WRITTEN PROBLEM ::
Would you copy, word for word, the lines of the listing below, starting at the line that contains "Every instance of the bokeh" and ending at the last line of the listing?

TASK DATA ::

※

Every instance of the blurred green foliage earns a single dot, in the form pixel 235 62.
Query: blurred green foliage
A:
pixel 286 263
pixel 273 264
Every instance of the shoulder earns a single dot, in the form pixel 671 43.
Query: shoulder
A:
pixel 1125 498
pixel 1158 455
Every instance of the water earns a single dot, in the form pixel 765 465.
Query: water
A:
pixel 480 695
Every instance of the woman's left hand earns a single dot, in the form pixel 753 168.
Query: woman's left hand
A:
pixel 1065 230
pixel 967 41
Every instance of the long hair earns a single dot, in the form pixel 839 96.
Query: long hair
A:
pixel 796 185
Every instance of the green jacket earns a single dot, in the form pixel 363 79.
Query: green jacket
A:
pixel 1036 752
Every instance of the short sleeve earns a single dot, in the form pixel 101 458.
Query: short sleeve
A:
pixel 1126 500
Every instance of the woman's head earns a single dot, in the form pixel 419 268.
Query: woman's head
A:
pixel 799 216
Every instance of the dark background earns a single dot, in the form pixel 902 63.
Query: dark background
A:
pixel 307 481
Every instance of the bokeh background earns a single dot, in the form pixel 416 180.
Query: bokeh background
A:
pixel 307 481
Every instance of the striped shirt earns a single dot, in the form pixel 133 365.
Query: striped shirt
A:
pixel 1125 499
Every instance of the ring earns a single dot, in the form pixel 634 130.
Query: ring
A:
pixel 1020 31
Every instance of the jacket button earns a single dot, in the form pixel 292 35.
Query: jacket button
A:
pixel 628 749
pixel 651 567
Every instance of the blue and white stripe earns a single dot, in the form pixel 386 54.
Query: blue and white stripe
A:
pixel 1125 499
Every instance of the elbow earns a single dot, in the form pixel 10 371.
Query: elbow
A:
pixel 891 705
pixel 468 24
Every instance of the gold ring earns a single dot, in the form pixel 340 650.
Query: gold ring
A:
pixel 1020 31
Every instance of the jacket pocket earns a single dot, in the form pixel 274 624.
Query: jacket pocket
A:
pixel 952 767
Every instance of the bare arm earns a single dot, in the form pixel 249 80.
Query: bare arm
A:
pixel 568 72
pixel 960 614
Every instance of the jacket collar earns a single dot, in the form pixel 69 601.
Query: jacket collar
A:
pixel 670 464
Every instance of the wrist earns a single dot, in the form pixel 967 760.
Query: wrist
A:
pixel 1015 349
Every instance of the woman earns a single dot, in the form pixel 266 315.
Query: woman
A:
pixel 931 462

※

ANSWER TO THE PROBLEM ::
Every instance of the bokeh background earns a single dot, in the form pixel 416 180.
Query: bokeh background
A:
pixel 307 481
Every instance of the striped shirt earns a single dot, in the form pixel 133 365.
Query: striped shirt
A:
pixel 1125 499
Every instance of the ring earns a single dot, in the form pixel 634 130.
Query: ring
A:
pixel 1020 31
Every instance of the jacket button earns a single dot, in the form pixel 292 35.
Query: jacket button
A:
pixel 628 749
pixel 651 567
Every instance of the blue and white stripe earns a single dot, in the form pixel 386 54.
Query: blue and white stripe
A:
pixel 1125 499
Every instance of the elbow earns a single dot, in the form pixel 10 371.
Query: elbow
A:
pixel 891 705
pixel 468 24
Every instance of the gold ring earns a single dot, in the form pixel 340 650.
Query: gold ring
A:
pixel 1020 31
Every instance of the jacket pocket earns a single dot, in the form pixel 274 624.
Query: jacket pocket
A:
pixel 952 767
Every instance of the bare arm earns a single dot, in the form pixel 249 80.
Query: bare arm
A:
pixel 568 72
pixel 960 614
Every instance of the jacket collar earns a single dot, in the form pixel 69 601.
Query: jacket collar
A:
pixel 670 464
Every instance of the wrist earns a single dot, in the form pixel 967 760.
Query: wrist
A:
pixel 1015 349
Every instance of the woman earns a single dot, in the form pixel 266 315.
Query: woman
A:
pixel 931 462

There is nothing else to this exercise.